§ **Source text**:
-.-.-

- Born: Джамал Салахудинович Юсупов July 29, 1983 (age 43) Makhachkala, Dagestan ASSR, Russia SFSR, Soviet Union
- Other names: Yeniceri Kherow
- Nationality: Russian Turkish
- Height: 1.76 m (5 ft 9+1⁄2 in)
- Weight: 70 kg (150 lb; 11 st)
- Style: Muay Thai
- Stance: Southpaw
- Fighting out of: Bursa, Turkey
- Team: Hyperion Fighters Best Style Boxing / GOG Fighting (former)
- Rank: Master of Sport in Muay Thai Master of Sport in Kickboxing

Kickboxing record
- Total: 64
- Wins: 54
- Losses: 10

= Jamal Yusupov =

Russian Muay Thai kickboxer

Jamal Salakhudinovich Yusupov (Russian:	Джамал Салахудинович Юсупов; born July 29, 1983) is a Russian-born Turkish kickboxer and Muay Thai fighter.

As of July 2023 he was the #8 ranked lightweight kickboxer in the world by Combat Press.

== Biography and career ==

===Early life===
Yusupov started training in Muay Thai at the age of 21 and turned to competition only a few months later. He became a Master of Sports in Muay Thai in 2005 and a Master of Sports in kickboxing the next year. Yusupov competed in Russia where he became a six time national amateur Muay Thai champion. He began coaching in 2011 and later moved to Beijing, China.

-.-.-

§ **Information supplied**:

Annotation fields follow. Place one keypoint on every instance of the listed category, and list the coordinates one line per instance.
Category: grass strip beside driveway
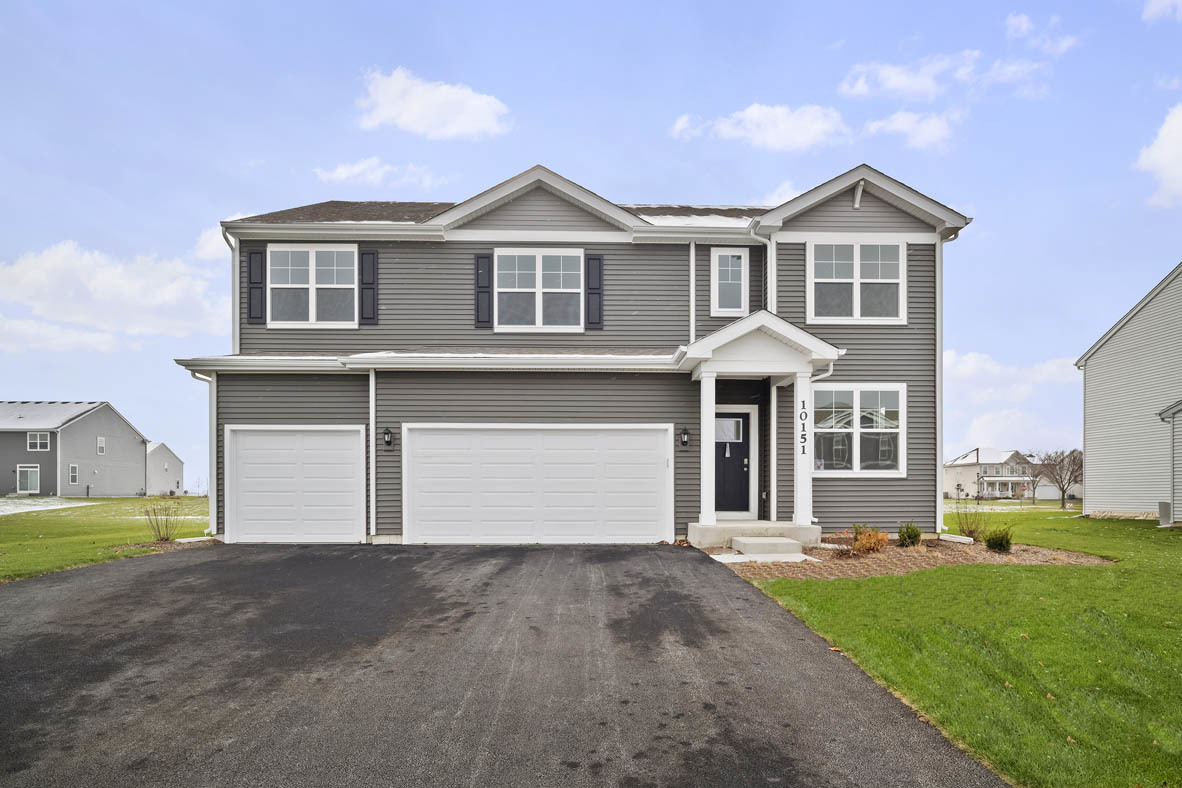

-.-.-

§ **Work to complete**:
a) Please list every four-digit year written in the Yusupov profile, in the order each first appears.
b) Answer from the Yusupov profile:
(i) What stance is given for him?
(ii) At what age did he begin training in Muay Thai?
(iii) Where did Combat Press rank him as of July 2023?

§ **Solutions to the exercise**:
a) 1983, 2023, 2005, 2011

b)
(i) Southpaw
(ii) 21
(iii) #8 ranked lightweight kickboxer in the world